> Requirements: Tally the lines in the records below that contain the string "annotate", treating uppercase and lowercase letters as distinct. Report only the resulting number.

> Record list:

########

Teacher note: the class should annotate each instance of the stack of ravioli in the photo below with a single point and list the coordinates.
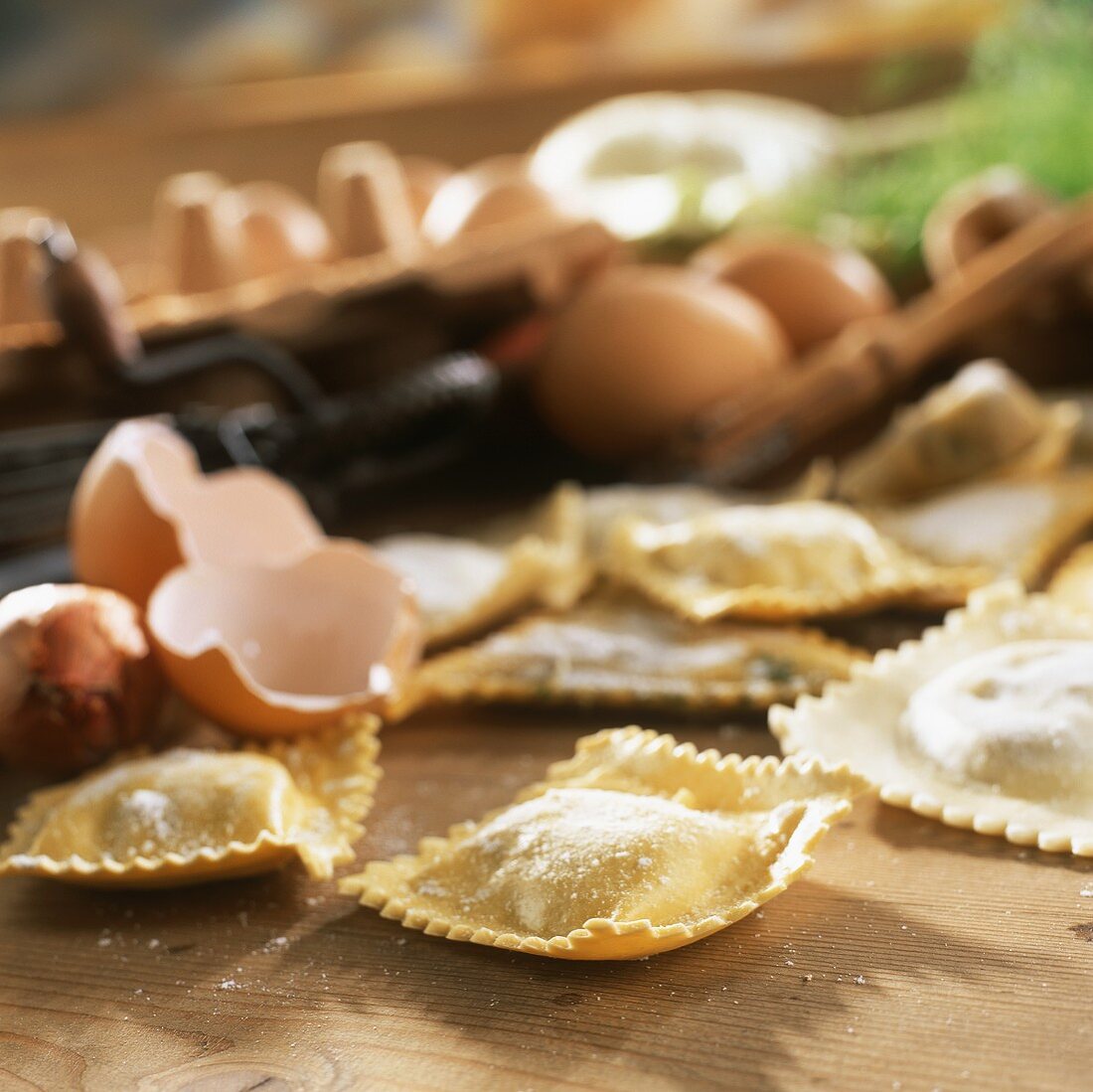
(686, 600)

########

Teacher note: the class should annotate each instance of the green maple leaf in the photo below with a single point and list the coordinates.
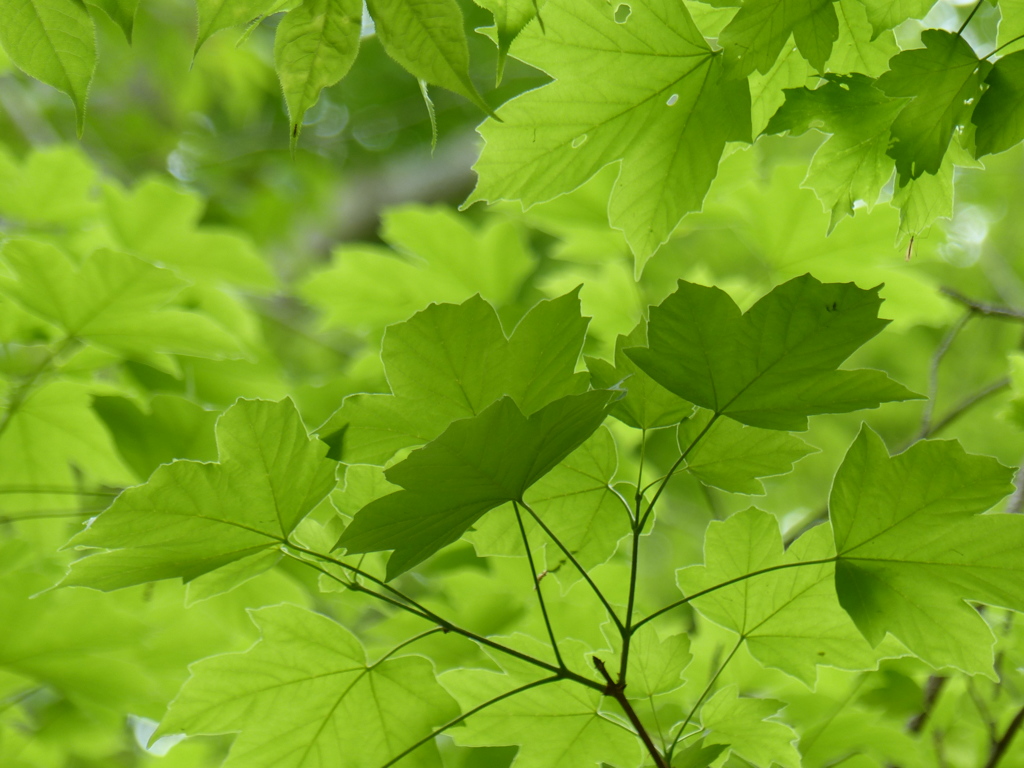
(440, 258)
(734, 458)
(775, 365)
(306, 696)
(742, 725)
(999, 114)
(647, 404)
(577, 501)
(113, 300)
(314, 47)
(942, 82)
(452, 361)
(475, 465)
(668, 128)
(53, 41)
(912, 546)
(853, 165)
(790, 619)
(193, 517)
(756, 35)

########

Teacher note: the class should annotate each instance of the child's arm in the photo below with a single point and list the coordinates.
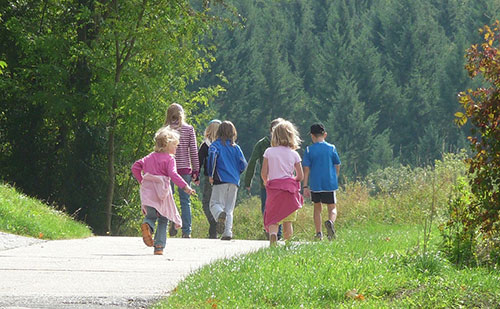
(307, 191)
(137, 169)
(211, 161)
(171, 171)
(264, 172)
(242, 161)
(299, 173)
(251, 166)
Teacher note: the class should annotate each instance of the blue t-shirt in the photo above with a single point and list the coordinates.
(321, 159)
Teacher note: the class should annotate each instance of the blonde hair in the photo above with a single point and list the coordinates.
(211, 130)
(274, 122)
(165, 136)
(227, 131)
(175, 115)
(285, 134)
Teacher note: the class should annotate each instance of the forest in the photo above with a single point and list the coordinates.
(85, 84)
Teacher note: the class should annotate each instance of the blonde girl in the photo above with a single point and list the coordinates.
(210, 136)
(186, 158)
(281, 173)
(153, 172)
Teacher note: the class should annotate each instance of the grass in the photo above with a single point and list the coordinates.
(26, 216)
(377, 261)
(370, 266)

########

> Task answer: 8